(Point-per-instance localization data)

* * * *

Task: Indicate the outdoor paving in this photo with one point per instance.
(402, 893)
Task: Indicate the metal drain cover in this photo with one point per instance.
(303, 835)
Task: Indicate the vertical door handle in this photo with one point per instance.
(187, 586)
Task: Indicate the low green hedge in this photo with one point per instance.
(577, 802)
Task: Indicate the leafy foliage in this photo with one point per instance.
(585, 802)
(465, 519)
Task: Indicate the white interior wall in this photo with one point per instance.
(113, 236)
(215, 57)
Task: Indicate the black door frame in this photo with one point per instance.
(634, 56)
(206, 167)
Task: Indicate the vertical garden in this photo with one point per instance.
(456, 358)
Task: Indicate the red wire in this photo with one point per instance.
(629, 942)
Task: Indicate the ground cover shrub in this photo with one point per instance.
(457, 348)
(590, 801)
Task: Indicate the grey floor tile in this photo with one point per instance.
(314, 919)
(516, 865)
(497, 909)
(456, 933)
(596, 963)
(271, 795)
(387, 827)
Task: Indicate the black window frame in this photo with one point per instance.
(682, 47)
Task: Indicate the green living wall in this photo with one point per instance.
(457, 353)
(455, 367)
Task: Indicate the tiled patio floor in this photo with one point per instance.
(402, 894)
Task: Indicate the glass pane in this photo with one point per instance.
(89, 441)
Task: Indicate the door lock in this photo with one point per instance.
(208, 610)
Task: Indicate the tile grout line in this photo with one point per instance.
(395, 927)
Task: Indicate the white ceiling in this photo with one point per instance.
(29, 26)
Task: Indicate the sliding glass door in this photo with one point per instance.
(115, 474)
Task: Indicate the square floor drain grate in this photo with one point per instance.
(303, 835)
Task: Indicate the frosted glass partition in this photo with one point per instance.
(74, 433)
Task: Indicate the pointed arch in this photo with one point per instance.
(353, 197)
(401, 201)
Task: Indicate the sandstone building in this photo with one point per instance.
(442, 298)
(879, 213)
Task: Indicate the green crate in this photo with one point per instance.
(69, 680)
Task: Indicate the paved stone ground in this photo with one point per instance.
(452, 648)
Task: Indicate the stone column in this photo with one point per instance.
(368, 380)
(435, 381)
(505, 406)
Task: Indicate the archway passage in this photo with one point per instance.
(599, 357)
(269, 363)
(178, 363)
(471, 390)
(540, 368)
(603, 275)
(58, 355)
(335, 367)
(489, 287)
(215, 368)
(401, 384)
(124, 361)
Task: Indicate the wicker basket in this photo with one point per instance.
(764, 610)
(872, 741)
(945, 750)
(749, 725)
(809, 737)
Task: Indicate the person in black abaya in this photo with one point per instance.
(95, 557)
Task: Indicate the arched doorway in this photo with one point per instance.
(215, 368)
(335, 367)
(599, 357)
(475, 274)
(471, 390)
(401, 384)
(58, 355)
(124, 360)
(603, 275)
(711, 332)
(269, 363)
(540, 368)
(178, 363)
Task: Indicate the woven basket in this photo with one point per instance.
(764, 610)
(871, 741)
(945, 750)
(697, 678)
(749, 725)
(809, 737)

* * * *

Directions => The answer should be the full set of records, reproduced exactly.

Answer box =>
Task: Indicate the outdoor paving in this photo with one point per instance.
(402, 893)
Task: Indicate the metal drain cover in this photo with one point per instance.
(303, 835)
Task: Indicate the vertical door handle in this photo with one point per instance.
(187, 586)
Task: Indicate the low green hedge in this photo with one point per instance.
(577, 802)
Task: Indicate the leafy foliage in this photo with one point per instance.
(585, 802)
(465, 519)
Task: Indicate the white interior wall in this photo with one point per instance.
(113, 236)
(215, 57)
Task: Indicate the black door frame in this photo with one point per instance.
(634, 56)
(206, 167)
Task: Indicate the vertical garden in this photo with one point per instance.
(456, 358)
Task: Indicate the red wire in this photo with one point per instance.
(629, 942)
Task: Indicate the ground cover shrub in this photo with one point per instance.
(457, 348)
(590, 801)
Task: Indicate the grey floor tile in this photo with one point per instance.
(314, 919)
(516, 865)
(497, 909)
(456, 933)
(596, 963)
(271, 795)
(387, 827)
Task: Indicate the black window frame in this photo with one point per instance.
(682, 47)
Task: Indicate the green living wall in this photo with one point per instance.
(457, 353)
(455, 367)
Task: Indicate the tiled patio floor in this photo with one point per instance.
(402, 894)
Task: Indicate the glass pane in this photo with one point per instance.
(89, 441)
Task: Indicate the door lock in this photo with one point per instance.
(208, 610)
Task: Indicate the tile grout line in this photo with one point per instance.
(395, 927)
Task: Indicate the white ceiling in this photo with one point per instance.
(29, 26)
Task: Indicate the sliding glass door in this photo with one point per instance.
(115, 474)
Task: Indicate the square floor drain grate in this photo with one point per instance.
(303, 835)
Task: Indicate the frosted glass partition in this photo with one point per instance.
(74, 433)
Task: Indicate the pointed arch in this photo with one point per instance.
(353, 197)
(401, 201)
Task: Indicate the sandstone building in this photo with one point per instance.
(442, 298)
(879, 213)
Task: Indicate the green crate in this photo with one point per instance.
(69, 680)
Task: Indicate the paved stone ground in this photo with one point per instance.
(452, 648)
Task: Indicate the stone column in this photo with one point per instance.
(368, 380)
(435, 381)
(505, 406)
Task: Indicate the archway passage in this photo with one point per instance.
(599, 357)
(269, 363)
(178, 363)
(471, 390)
(540, 368)
(603, 275)
(58, 355)
(335, 367)
(489, 287)
(215, 368)
(401, 384)
(124, 361)
Task: Indicate the wicker basket in this photo with one point per instance.
(764, 610)
(872, 741)
(945, 750)
(749, 725)
(809, 737)
Task: Indicate the person in black abaya in this photo with one point per instance.
(95, 557)
Task: Indicate the arched doorway in this photo with one point per instance.
(215, 368)
(335, 367)
(599, 357)
(475, 274)
(471, 390)
(401, 384)
(58, 355)
(124, 360)
(603, 275)
(711, 332)
(269, 363)
(540, 368)
(178, 363)
Task: Indicate the woven basket in this photo with one point per instance.
(764, 610)
(871, 741)
(945, 750)
(697, 678)
(749, 725)
(809, 737)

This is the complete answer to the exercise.